_THE TASK_: The expected response is a copy of every line in the entries below that includes the word "rough".
** DATA TO PROCESS follows **
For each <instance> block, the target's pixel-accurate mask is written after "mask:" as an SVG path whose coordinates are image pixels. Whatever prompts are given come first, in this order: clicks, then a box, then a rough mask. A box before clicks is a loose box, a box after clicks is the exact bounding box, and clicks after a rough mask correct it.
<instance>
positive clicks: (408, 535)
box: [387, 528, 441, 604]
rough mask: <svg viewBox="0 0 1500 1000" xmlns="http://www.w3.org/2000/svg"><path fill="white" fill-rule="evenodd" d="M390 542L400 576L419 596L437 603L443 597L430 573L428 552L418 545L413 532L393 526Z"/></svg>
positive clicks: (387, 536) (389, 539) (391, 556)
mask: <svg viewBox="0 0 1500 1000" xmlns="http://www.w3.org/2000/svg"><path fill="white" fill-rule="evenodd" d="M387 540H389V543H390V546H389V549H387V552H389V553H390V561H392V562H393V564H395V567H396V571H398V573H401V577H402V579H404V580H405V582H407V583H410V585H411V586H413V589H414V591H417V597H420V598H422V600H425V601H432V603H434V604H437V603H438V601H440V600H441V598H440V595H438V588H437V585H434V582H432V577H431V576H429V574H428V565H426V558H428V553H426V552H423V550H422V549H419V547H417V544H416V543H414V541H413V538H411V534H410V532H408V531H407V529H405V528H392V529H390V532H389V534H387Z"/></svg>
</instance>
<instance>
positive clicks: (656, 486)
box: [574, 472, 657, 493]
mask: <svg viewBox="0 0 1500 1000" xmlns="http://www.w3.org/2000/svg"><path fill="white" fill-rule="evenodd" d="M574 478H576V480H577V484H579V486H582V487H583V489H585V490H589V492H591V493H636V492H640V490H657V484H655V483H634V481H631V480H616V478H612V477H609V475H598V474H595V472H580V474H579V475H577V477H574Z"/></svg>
** End of DATA TO PROCESS **
_FINAL ANSWER_:
For each <instance> block, the target's pixel-accurate mask is written after "mask:" as an SVG path whose coordinates are image pixels. Whatever prompts are given come first, in this order: clicks, then a box, then a rough mask. A box before clicks is a loose box, a box after clicks is the exact bounding box, and clicks after a rough mask correct it.
rough mask: <svg viewBox="0 0 1500 1000" xmlns="http://www.w3.org/2000/svg"><path fill="white" fill-rule="evenodd" d="M390 542L400 576L419 596L437 603L443 597L430 573L428 552L418 545L413 532L393 526Z"/></svg>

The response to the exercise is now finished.